Your objective: Type the records out again in full, exactly.

Extracted information:
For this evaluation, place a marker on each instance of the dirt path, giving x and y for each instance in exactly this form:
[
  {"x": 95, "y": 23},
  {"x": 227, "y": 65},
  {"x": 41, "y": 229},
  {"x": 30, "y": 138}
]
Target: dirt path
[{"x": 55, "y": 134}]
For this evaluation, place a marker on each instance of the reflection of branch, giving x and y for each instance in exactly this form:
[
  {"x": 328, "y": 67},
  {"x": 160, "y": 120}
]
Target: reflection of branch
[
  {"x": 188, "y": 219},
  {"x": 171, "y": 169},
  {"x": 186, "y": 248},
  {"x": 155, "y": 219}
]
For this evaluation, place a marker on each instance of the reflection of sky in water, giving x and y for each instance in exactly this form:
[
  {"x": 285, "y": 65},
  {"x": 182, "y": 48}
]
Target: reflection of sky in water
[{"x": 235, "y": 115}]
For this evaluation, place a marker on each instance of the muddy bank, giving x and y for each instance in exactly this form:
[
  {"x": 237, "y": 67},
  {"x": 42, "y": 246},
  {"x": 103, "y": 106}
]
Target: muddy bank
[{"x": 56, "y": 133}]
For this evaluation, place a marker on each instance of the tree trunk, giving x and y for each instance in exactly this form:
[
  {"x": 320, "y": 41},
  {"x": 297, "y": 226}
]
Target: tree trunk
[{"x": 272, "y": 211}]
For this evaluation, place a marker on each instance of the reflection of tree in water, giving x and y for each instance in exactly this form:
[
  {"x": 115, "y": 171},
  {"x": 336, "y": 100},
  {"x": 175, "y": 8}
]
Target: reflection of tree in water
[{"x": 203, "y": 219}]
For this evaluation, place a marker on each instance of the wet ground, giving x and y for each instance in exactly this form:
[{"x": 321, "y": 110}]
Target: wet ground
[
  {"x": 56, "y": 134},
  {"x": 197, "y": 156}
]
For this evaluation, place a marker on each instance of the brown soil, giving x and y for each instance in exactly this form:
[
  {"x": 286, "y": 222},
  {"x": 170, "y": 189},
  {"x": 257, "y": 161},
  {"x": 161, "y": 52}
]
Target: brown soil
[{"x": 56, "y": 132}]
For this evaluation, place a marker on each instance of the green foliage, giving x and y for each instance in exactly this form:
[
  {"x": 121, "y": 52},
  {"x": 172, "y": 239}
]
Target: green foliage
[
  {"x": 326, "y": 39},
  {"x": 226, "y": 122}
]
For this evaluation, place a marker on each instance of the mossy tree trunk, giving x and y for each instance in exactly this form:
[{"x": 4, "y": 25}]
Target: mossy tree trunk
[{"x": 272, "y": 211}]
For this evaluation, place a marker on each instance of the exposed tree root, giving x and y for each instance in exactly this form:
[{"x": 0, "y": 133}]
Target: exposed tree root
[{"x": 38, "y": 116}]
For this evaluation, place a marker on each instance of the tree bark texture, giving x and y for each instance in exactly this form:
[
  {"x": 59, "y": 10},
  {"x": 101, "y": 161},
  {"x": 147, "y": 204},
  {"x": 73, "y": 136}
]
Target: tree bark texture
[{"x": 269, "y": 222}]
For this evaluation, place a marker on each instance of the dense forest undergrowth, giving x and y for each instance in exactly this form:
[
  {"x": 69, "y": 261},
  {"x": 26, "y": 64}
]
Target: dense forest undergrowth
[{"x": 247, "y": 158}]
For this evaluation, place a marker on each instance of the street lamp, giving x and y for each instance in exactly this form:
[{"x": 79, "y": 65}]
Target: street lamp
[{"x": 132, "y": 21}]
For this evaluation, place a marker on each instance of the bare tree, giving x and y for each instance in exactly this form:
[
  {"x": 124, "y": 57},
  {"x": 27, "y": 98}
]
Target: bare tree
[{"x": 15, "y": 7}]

Solution to the exercise:
For this evaluation, place a marker on each instance of the dirt path, giving x and y for each instance in exactly this form:
[
  {"x": 95, "y": 23},
  {"x": 227, "y": 65},
  {"x": 41, "y": 229},
  {"x": 30, "y": 138}
]
Target: dirt path
[{"x": 55, "y": 134}]
For this evaluation, place a marker on each instance of the reflection of branch, giving x and y for each instance in exactly this form:
[
  {"x": 328, "y": 67},
  {"x": 160, "y": 120}
]
Target: reflection of branch
[
  {"x": 188, "y": 219},
  {"x": 171, "y": 169},
  {"x": 186, "y": 248},
  {"x": 155, "y": 219}
]
For this evaluation, place a marker on each instance of the reflection of sky in water, giving x and y for each instance in exactly this form:
[
  {"x": 285, "y": 65},
  {"x": 182, "y": 48}
]
Target: reflection of sky in water
[{"x": 235, "y": 115}]
For this evaluation, place a marker on each instance of the muddy bank, giving x and y for each instance in exactly this form:
[
  {"x": 237, "y": 67},
  {"x": 42, "y": 246},
  {"x": 103, "y": 106}
]
Target: muddy bank
[{"x": 56, "y": 133}]
For this evaluation, place a marker on each instance of the tree trunk, giving x and y for each instance in exactly this form:
[
  {"x": 320, "y": 41},
  {"x": 297, "y": 226}
]
Target: tree trunk
[{"x": 272, "y": 211}]
For this evaluation, place a marker on each instance of the reflection of tree in water, giving x and y for each instance in exactly this form:
[
  {"x": 115, "y": 171},
  {"x": 336, "y": 100},
  {"x": 175, "y": 8}
]
Target: reflection of tree in water
[{"x": 203, "y": 219}]
For this evaluation, place a marker on each instance of the wet ground, giving x and y for each instance in exactly this form:
[{"x": 321, "y": 110}]
Target: wet ground
[
  {"x": 56, "y": 134},
  {"x": 197, "y": 156}
]
For this evaluation, place a marker on each instance of the brown soil, giving x and y for each instance in exactly this form:
[
  {"x": 286, "y": 222},
  {"x": 170, "y": 189},
  {"x": 257, "y": 161},
  {"x": 161, "y": 52}
]
Target: brown soil
[{"x": 56, "y": 132}]
For this evaluation, place a marker on each instance of the green foliage, giving x and y for each instance in exactly this form:
[
  {"x": 121, "y": 52},
  {"x": 172, "y": 239}
]
Target: green foliage
[
  {"x": 326, "y": 39},
  {"x": 226, "y": 122}
]
For this evaluation, place a marker on each instance of the mossy tree trunk, giving x and y for each instance in exactly this form:
[{"x": 4, "y": 25}]
Target: mossy tree trunk
[{"x": 272, "y": 211}]
For this evaluation, place a marker on each instance of the exposed tree root, giving x and y for each instance in exactly this form:
[{"x": 0, "y": 133}]
Target: exposed tree root
[{"x": 38, "y": 116}]
For this evaluation, place a marker on each instance of the tree bark texture, giving x and y for each instance in exactly this form:
[
  {"x": 59, "y": 10},
  {"x": 101, "y": 161},
  {"x": 147, "y": 204},
  {"x": 73, "y": 136}
]
Target: tree bark texture
[{"x": 269, "y": 222}]
For this evaluation, place a marker on each instance of the dense forest undergrowth, giving x and y for each instance in exactly this form:
[
  {"x": 69, "y": 261},
  {"x": 26, "y": 64}
]
Target: dense forest undergrowth
[{"x": 247, "y": 158}]
For this evaluation, place a marker on each instance of the street lamp, giving x and y for each instance in exactly this form:
[{"x": 79, "y": 65}]
Target: street lamp
[{"x": 132, "y": 21}]
For this evaluation, place a marker on each instance of the bare tree, giving x and y for each instance in exactly this form:
[
  {"x": 124, "y": 57},
  {"x": 27, "y": 98}
]
Target: bare tree
[{"x": 15, "y": 7}]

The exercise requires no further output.